PROBLEM REQUIREMENTS
Starting from the line containing "red jacket in the photo above.", write out every remaining line exactly, the last one included.

---------- INFORMATION SUPPLIED ----------

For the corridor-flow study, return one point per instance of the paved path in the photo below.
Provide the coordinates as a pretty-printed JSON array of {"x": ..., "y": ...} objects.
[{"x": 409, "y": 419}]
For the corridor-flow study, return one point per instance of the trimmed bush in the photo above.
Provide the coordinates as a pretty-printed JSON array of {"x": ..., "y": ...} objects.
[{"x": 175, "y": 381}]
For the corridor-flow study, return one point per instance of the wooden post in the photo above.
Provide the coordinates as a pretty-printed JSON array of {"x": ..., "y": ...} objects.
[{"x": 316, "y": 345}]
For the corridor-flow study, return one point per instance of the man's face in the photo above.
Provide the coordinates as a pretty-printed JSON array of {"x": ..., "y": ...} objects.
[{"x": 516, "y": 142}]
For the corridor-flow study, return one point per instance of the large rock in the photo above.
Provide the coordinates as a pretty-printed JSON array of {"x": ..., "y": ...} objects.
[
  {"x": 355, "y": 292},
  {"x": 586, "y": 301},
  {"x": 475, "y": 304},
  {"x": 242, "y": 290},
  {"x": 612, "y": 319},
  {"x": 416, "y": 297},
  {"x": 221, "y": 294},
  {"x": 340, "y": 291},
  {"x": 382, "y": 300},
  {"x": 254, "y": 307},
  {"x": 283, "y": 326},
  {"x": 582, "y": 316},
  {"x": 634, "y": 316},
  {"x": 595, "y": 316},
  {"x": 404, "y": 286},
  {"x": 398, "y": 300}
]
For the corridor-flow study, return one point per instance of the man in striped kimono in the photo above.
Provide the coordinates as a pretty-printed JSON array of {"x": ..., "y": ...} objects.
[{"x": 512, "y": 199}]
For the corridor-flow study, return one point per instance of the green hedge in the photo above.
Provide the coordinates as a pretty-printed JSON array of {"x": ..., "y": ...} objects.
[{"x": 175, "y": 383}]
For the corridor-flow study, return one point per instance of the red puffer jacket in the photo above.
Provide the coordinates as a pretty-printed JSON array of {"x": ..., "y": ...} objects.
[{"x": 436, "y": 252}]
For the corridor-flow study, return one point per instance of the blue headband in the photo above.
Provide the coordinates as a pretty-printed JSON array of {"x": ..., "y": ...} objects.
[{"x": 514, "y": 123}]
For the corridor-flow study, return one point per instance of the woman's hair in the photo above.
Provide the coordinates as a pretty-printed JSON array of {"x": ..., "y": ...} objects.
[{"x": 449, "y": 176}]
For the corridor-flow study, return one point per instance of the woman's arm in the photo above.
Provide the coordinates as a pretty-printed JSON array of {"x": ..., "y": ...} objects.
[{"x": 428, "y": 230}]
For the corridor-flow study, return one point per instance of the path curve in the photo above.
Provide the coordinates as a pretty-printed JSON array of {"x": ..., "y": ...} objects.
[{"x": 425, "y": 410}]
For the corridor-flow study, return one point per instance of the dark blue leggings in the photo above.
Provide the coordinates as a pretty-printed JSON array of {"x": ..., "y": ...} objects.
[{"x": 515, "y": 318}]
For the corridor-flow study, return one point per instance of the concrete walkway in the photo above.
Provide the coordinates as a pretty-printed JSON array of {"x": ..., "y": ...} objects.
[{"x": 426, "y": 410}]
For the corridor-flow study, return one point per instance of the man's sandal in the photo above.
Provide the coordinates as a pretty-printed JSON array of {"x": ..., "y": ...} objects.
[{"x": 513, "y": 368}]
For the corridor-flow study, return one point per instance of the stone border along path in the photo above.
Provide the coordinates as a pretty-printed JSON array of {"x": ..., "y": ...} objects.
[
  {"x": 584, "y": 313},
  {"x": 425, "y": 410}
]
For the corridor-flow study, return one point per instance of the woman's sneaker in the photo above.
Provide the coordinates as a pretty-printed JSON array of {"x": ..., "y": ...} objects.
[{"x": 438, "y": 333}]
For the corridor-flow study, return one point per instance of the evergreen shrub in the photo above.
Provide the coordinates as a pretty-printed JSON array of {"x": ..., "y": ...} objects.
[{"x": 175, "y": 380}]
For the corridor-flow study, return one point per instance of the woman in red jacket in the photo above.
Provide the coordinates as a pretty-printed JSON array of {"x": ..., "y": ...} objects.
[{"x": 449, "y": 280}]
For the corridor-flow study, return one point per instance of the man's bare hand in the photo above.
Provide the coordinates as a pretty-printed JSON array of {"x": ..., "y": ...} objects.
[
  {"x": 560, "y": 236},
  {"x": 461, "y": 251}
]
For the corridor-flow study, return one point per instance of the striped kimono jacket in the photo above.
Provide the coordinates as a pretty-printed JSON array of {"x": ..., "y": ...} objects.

----------

TASK ANSWER
For the corridor-flow study, return one point per instance of the woman in red jacket in the photo above.
Provide the coordinates as a pretty-printed JSON array of {"x": ..., "y": ...} objects.
[{"x": 449, "y": 280}]
For the corridor-flow study, return one point per instance of the man's bare hand in the photo above.
Provide the coordinates as a pretty-printed JSON array of {"x": ..., "y": ...} objects.
[
  {"x": 560, "y": 236},
  {"x": 461, "y": 251}
]
For the corridor-flow study, return one point per instance of the striped kimono jacket in the photo above.
Provide the coordinates as a pretty-printed JSON array of {"x": ..., "y": ...} objects.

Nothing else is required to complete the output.